[DATA FOR THIS TASK]
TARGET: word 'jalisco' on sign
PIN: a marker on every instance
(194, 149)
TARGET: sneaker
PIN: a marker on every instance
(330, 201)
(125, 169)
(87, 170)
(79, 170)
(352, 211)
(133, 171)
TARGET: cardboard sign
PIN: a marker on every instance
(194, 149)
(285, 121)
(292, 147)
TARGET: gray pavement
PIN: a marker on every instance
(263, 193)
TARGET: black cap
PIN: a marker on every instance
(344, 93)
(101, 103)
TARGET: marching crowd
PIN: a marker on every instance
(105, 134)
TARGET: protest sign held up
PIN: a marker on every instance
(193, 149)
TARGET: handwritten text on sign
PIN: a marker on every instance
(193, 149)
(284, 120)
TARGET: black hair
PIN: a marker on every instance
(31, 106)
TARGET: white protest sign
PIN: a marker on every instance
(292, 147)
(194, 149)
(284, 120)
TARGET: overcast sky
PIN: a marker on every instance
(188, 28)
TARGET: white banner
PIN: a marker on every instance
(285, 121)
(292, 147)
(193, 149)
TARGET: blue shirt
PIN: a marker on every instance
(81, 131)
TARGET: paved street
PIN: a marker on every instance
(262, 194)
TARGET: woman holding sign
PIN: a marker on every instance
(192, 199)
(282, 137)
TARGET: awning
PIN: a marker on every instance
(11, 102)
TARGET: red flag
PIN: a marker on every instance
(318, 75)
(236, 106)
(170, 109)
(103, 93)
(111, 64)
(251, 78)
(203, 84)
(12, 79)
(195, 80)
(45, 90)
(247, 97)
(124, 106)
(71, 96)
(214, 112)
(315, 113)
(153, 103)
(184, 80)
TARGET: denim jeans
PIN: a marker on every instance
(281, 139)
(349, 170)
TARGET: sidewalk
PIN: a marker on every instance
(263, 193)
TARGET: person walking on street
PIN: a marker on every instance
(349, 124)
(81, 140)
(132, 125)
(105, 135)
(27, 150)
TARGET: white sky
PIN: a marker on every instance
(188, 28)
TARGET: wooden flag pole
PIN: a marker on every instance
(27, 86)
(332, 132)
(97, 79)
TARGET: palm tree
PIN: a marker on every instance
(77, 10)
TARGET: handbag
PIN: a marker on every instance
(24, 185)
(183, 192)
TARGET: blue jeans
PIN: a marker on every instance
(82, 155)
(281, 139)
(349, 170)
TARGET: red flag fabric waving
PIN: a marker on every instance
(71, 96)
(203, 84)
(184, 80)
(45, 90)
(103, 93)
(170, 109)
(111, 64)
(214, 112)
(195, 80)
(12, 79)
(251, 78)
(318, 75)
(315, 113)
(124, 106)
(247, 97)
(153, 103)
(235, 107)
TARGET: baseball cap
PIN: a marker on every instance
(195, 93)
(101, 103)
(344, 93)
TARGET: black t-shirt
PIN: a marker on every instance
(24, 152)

[REQUIREMENT]
Repeat the material word for word, in full.

[FULL RESPONSE]
TARGET: word 'jalisco' on sign
PIN: a marker on every instance
(194, 149)
TARGET: sneaker
PIN: a marker on every instance
(330, 201)
(125, 169)
(87, 170)
(79, 170)
(352, 211)
(133, 171)
TARGET: cardboard sign
PIN: a marker on every instance
(194, 149)
(285, 121)
(292, 147)
TARGET: gray pavement
PIN: a marker on every instance
(263, 193)
TARGET: black cap
PIN: a marker on every instance
(344, 93)
(101, 103)
TARGET: marching crowd
PIN: a marker on every instance
(105, 134)
TARGET: protest sign held up
PIN: a marker on every instance
(193, 149)
TARGET: handwritten text on sign
PIN: a marker on every instance
(193, 149)
(284, 120)
TARGET: black hair
PIN: a marker on every instance
(31, 106)
TARGET: white protest sign
PIN: a marker on every instance
(292, 147)
(194, 149)
(284, 120)
TARGET: overcast sky
PIN: a marker on every instance
(188, 28)
TARGET: white banner
PIN: a marker on every instance
(285, 121)
(292, 147)
(193, 149)
TARGET: blue shirt
PIN: a marker on every instance
(81, 131)
TARGET: paved street
PIN: a marker on every instance
(262, 194)
TARGET: woman holding sign
PIN: a marker on every instance
(192, 199)
(282, 137)
TARGET: awning
PIN: a marker on every instance
(11, 102)
TARGET: red flag
PIN: a marker on every instance
(318, 75)
(236, 106)
(170, 109)
(103, 93)
(111, 64)
(251, 78)
(203, 84)
(12, 79)
(195, 80)
(45, 90)
(247, 97)
(124, 106)
(71, 96)
(214, 112)
(315, 113)
(153, 103)
(184, 80)
TARGET: denim jeans
PIN: a marker on every instance
(281, 139)
(349, 170)
TARGET: sidewalk
PIN: a marker on every instance
(263, 193)
TARGET: person walking on street
PIN: a marker on every instance
(349, 124)
(81, 140)
(132, 125)
(105, 135)
(27, 150)
TARGET: white sky
PIN: a marker on every instance
(188, 28)
TARGET: wooden flag pole
PIN: a marker on every instance
(27, 86)
(332, 132)
(97, 79)
TARGET: palm tree
PIN: a marker on every instance
(77, 10)
TARGET: handbag
PIN: a marker on every instance
(24, 185)
(183, 192)
TARGET: blue jeans
PIN: a marker on every instance
(82, 155)
(281, 139)
(349, 170)
TARGET: red flag fabric waving
PIN: a marker on every instance
(71, 96)
(203, 84)
(184, 80)
(45, 90)
(103, 93)
(170, 109)
(111, 64)
(214, 112)
(195, 80)
(12, 79)
(251, 78)
(318, 75)
(315, 113)
(124, 106)
(247, 97)
(153, 103)
(235, 107)
TARGET: baseball cap
PIN: a marker on every instance
(195, 93)
(101, 103)
(344, 93)
TARGET: black t-shirt
PIN: a marker on every instance
(24, 152)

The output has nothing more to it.